▸ WHAT YOU NEED TO DO:
Repeat every line below exactly as it reads.
-- Begin EXERCISE INPUT --
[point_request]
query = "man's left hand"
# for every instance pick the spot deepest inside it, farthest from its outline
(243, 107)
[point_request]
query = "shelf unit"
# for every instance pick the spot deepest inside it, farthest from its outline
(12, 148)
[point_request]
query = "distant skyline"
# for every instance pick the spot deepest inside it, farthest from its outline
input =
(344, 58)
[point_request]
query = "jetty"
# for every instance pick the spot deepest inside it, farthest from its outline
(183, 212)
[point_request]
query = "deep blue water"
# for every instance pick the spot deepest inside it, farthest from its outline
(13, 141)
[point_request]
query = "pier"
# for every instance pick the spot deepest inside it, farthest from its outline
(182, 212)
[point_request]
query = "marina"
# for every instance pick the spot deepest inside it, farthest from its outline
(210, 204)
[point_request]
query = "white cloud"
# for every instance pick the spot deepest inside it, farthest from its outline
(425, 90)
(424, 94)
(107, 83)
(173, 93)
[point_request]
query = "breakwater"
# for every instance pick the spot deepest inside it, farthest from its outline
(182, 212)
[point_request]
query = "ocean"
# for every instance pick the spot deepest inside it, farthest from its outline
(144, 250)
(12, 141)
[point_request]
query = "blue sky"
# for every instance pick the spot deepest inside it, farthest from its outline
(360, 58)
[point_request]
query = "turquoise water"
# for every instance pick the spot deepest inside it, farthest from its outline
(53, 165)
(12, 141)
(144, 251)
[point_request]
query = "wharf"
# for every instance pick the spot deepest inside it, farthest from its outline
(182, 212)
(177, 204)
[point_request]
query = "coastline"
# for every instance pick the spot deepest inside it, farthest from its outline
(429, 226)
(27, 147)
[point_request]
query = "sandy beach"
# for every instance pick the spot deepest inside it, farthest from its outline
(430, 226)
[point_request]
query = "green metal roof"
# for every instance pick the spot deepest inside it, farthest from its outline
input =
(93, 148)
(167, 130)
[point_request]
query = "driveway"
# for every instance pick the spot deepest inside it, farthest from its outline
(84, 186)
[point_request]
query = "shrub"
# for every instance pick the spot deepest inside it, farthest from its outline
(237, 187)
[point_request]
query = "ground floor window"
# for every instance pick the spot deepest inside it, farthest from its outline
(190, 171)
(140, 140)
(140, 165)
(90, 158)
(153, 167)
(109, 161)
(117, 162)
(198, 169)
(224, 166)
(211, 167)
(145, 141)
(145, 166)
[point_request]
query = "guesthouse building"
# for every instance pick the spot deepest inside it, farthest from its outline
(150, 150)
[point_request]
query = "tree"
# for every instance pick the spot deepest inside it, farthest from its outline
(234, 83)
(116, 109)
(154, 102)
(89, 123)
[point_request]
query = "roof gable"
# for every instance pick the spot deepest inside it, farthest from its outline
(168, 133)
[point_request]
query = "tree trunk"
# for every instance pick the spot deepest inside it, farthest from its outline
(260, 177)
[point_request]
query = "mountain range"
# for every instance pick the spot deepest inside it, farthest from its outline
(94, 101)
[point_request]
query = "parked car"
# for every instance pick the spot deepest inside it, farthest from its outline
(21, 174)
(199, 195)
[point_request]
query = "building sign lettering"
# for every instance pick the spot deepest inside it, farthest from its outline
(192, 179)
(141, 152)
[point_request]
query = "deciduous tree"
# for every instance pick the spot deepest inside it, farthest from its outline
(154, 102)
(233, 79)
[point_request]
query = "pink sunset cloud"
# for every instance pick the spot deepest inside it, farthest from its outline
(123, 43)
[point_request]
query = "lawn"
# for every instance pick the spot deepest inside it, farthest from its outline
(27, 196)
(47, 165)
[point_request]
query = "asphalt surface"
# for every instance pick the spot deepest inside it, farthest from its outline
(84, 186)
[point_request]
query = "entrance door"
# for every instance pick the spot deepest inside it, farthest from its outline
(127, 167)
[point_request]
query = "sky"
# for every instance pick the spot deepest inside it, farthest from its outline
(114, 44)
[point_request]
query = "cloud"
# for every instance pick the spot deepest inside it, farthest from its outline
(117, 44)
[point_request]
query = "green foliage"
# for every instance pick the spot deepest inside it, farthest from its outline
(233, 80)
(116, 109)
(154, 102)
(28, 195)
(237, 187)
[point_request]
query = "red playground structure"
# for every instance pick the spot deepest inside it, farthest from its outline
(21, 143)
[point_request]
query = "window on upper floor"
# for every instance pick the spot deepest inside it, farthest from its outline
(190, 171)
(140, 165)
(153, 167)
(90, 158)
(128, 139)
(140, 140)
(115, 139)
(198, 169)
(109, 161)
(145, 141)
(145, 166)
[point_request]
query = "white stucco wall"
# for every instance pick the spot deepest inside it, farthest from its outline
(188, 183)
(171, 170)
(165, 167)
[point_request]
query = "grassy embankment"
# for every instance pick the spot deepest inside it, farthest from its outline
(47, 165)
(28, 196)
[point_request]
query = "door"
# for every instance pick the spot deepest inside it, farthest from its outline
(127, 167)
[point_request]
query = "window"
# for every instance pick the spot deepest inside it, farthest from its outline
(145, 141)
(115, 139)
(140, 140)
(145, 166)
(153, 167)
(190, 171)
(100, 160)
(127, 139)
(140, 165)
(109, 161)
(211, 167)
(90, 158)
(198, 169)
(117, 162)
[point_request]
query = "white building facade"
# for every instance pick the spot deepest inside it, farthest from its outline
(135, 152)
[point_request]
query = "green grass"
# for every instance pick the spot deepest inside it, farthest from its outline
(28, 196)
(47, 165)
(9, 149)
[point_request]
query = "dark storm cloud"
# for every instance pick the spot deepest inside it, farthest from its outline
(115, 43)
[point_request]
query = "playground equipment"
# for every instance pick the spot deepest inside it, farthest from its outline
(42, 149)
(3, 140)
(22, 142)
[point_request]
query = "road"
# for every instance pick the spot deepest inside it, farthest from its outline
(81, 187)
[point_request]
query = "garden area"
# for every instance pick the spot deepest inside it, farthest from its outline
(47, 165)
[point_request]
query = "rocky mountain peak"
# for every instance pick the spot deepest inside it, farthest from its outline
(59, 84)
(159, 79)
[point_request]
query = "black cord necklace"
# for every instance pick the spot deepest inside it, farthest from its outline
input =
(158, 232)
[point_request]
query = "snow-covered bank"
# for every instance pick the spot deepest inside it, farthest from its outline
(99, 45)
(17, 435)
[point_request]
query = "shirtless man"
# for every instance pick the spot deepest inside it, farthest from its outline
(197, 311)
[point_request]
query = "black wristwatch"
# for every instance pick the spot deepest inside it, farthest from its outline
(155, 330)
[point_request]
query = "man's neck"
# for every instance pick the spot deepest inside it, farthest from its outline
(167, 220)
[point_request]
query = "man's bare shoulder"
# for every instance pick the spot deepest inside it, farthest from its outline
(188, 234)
-- End EXERCISE INPUT --
▸ EXERCISE RESPONSE:
[point_request]
query = "man's left hand"
# for every instance pick the spot deepest inside it, farthest from its outline
(243, 107)
[point_request]
query = "shelf unit"
# for every instance pick the spot deepest inside it, farthest from its outline
(12, 148)
[point_request]
query = "distant skyline"
# for every instance pick the spot deepest inside it, farthest from its outline
input =
(344, 58)
[point_request]
query = "jetty"
# for every instance pick the spot deepest inside it, farthest from its outline
(183, 212)
[point_request]
query = "deep blue water"
# for every instance pick the spot deepest inside it, farthest from its outline
(13, 141)
[point_request]
query = "pier"
# for every instance pick the spot deepest inside it, farthest from its outline
(182, 212)
[point_request]
query = "marina"
# for every instance pick the spot deepest inside it, farthest from its outline
(210, 204)
[point_request]
query = "white cloud"
# for every instance pick the spot deepest inside it, farthest from its outline
(425, 90)
(424, 94)
(107, 83)
(173, 93)
[point_request]
query = "breakwater"
# for every instance pick the spot deepest inside it, farthest from its outline
(182, 212)
[point_request]
query = "ocean"
# for every instance pick the spot deepest inside it, farthest from its outline
(144, 250)
(12, 141)
[point_request]
query = "blue sky"
# for every instance pick the spot deepest inside it, farthest from its outline
(360, 58)
[point_request]
query = "turquoise water"
# for every instance pick the spot deepest inside it, farthest from its outline
(53, 165)
(12, 141)
(144, 251)
[point_request]
query = "wharf"
# for every instance pick the spot deepest inside it, farthest from its outline
(182, 212)
(177, 204)
[point_request]
query = "coastline"
# for every instance pick the spot deepest inside it, farthest from its outline
(429, 226)
(27, 147)
[point_request]
query = "sandy beach"
# for every instance pick the spot deepest inside it, farthest from its outline
(430, 226)
[point_request]
query = "green metal roof"
# for every instance pick the spot deepest inside it, farthest from its outline
input =
(93, 148)
(167, 130)
[point_request]
query = "driveway"
# for every instance pick the spot deepest inside it, farthest from its outline
(84, 186)
[point_request]
query = "shrub"
# for every instance pick the spot deepest inside it, farthest from its outline
(237, 187)
[point_request]
query = "ground floor window"
# for every instance pick the spot deepest inside it, farthest from its outline
(190, 171)
(140, 140)
(140, 165)
(90, 158)
(153, 167)
(109, 161)
(117, 162)
(198, 169)
(224, 166)
(211, 167)
(145, 141)
(145, 166)
[point_request]
query = "guesthouse building"
# for every instance pick the spot deepest inside it, farthest from its outline
(150, 150)
[point_request]
query = "tree"
# for every instance pick the spot deepest inside it, farthest from its outline
(234, 83)
(116, 109)
(154, 102)
(89, 123)
[point_request]
query = "roof gable"
# for every instance pick the spot deepest inside it, farthest from its outline
(168, 133)
[point_request]
query = "tree trunk"
# for every instance pick the spot deepest inside it, farthest from its outline
(260, 177)
[point_request]
query = "mountain range"
# for every instance pick the spot deepest inside it, farthest from its outline
(94, 101)
[point_request]
query = "parked car"
# for every instance pick the spot deepest inside it, farthest from its outline
(21, 174)
(199, 195)
[point_request]
query = "building sign lettering"
# for every instance pick the spot deepest inside it, farthest from its outline
(192, 179)
(141, 152)
[point_request]
query = "deciduous tree"
# for every instance pick the spot deepest inside it, farthest from its outline
(154, 102)
(233, 79)
[point_request]
query = "pink sunset cloud"
# for every instance pick the spot deepest inside it, farthest from its outline
(123, 43)
[point_request]
query = "lawn"
# for every instance pick the spot deepest inside it, farthest from its outline
(27, 196)
(47, 165)
[point_request]
query = "asphalt surface"
# for every instance pick the spot deepest inside it, farthest from its outline
(84, 186)
[point_request]
query = "entrance door"
# for every instance pick the spot deepest inside it, farthest from its outline
(127, 167)
[point_request]
query = "sky"
# for every instance pick the spot deepest inside it, farthest from its outline
(114, 44)
[point_request]
query = "cloud"
# for every instance pick the spot deepest inside it, farthest from its outline
(117, 44)
[point_request]
query = "green foliage"
# for every instance pick the spot deepest inside it, farthest from its outline
(233, 80)
(116, 109)
(154, 102)
(28, 195)
(237, 187)
[point_request]
query = "red playground structure"
# for every instance pick the spot deepest inside it, farthest from its outline
(21, 143)
[point_request]
query = "window on upper floor"
# for every instance pick the spot deepest inside it, farthest from its outline
(190, 171)
(140, 165)
(153, 167)
(90, 158)
(128, 139)
(140, 140)
(115, 139)
(198, 169)
(109, 161)
(145, 141)
(145, 166)
[point_request]
query = "white stucco wall"
# for every instance pick the spot deepest inside it, farthest from its outline
(188, 183)
(171, 170)
(165, 167)
[point_request]
query = "grassy embankment"
# for every instance pick the spot deepest inside it, farthest from its outline
(47, 165)
(28, 196)
[point_request]
query = "door"
# for every instance pick the spot deepest inside it, farthest from its outline
(127, 167)
[point_request]
query = "window"
# for every instance pick the spot deepest inside it, farthest from its outline
(145, 141)
(115, 139)
(140, 140)
(145, 166)
(153, 167)
(190, 171)
(100, 160)
(127, 139)
(140, 165)
(109, 161)
(211, 167)
(90, 158)
(198, 169)
(117, 162)
[point_request]
query = "white building facade"
# for every instance pick the spot deepest inside it, farthest from its outline
(135, 152)
[point_request]
query = "green grass"
# for every instance pick the spot deepest inside it, farthest from its outline
(28, 196)
(47, 165)
(9, 149)
[point_request]
query = "dark storm cloud"
# for every instance pick the spot deepest inside it, farthest from its outline
(115, 43)
[point_request]
query = "playground equipment"
# for every instance pick the spot deepest inside it, farthest from its outline
(42, 149)
(3, 140)
(22, 142)
[point_request]
query = "road"
# for every instance pick the spot deepest inside it, farthest from its outline
(81, 187)
[point_request]
query = "garden area"
# for every instance pick the spot deepest inside it, farthest from its outline
(47, 165)
[point_request]
query = "rocky mountain peak"
# for every instance pick the spot deepest inside it, farthest from its outline
(59, 84)
(159, 79)
[point_request]
query = "black cord necklace"
# for every instance pick the spot deepest inside it, farthest from its outline
input =
(158, 232)
[point_request]
query = "snow-covered bank"
# for every instance pick the spot deepest inside it, farthest from its outline
(99, 45)
(17, 435)
[point_request]
query = "shirtless man"
# for every instance pick the spot deepest inside it, farthest from its outline
(197, 311)
[point_request]
query = "black wristwatch"
# for every instance pick the spot deepest inside it, farthest from its outline
(155, 330)
[point_request]
query = "man's neck"
# for every instance pick the spot deepest inside it, farthest from its outline
(167, 220)
[point_request]
query = "man's bare shoulder"
# for every instance pick the spot deepest inside it, farthest from its outline
(188, 234)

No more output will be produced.